- [Direction]: Reproduce the listing below verbatim, line for line, and leave the pictures out.
— begin —
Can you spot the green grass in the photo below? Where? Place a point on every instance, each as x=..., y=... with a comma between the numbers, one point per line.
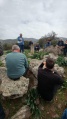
x=50, y=109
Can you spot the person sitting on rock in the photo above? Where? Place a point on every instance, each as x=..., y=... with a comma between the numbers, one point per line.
x=16, y=63
x=60, y=46
x=48, y=80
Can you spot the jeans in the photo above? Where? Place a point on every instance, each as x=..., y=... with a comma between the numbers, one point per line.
x=2, y=114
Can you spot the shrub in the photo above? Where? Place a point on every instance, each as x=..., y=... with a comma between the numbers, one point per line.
x=33, y=102
x=61, y=61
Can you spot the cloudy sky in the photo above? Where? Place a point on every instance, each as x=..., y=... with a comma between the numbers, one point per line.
x=32, y=18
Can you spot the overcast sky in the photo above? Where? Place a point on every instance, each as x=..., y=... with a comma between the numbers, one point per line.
x=32, y=18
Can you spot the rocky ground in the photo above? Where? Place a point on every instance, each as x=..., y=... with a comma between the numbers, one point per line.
x=17, y=107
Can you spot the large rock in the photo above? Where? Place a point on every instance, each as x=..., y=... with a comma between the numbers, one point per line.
x=23, y=113
x=10, y=88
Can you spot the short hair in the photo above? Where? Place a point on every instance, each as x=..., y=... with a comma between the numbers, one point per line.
x=15, y=47
x=50, y=63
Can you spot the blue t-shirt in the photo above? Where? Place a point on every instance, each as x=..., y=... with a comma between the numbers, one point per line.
x=16, y=64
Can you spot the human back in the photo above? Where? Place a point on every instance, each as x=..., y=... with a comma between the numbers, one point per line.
x=16, y=64
x=48, y=80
— end —
- [Exercise response]:
Can you spot the green grass in the photo below? Where? Place a point on every instance, each as x=..., y=... with a comma between the numbers, one point per line.
x=50, y=109
Can you spot the person sitting on rock in the photo above? Where? Place a point on every instance, each as x=..., y=... with a comma between the numbers, one point per line.
x=16, y=63
x=60, y=46
x=48, y=80
Can you spot the jeans in the photo above? Where? Place a point on every instance, each as x=..., y=... with a comma between the numbers, one point per line.
x=2, y=114
Can you spot the shrub in the photo above? Where? Place a point on every instance, each as x=..., y=... with a comma between the numbers, one point per line.
x=33, y=102
x=61, y=61
Can you spot the cloudy sky in the photo above? Where? Place a point on every instance, each as x=..., y=... with a comma between the numbers, one point per line.
x=32, y=18
Can you spot the overcast sky in the photo above? Where? Place a point on every instance, each as x=..., y=... with a comma between the numbers, one point per line.
x=32, y=18
Can you spot the rocky ground in the photo above? Where? Place a point on every instance, each as x=..., y=... with a comma between the numbers, one point per line.
x=17, y=107
Can you spot the large rock in the photo above? Where? Place a point on every instance, each as x=..., y=... with a comma between the numbers, one point per line.
x=23, y=113
x=10, y=88
Can you spot the short hair in the photo above? Where? Place a point on every instance, each as x=..., y=... with a comma between the numbers, one point per line.
x=15, y=47
x=50, y=63
Can you spot the blue t-shirt in the photo above? Where? Place a point on every instance, each as x=..., y=... with a comma between the numbers, one point per line.
x=16, y=64
Can you spot the human back in the photo above? Where? Place a point on every instance, each as x=..., y=... with a comma between the numbers, one point per line.
x=16, y=64
x=48, y=80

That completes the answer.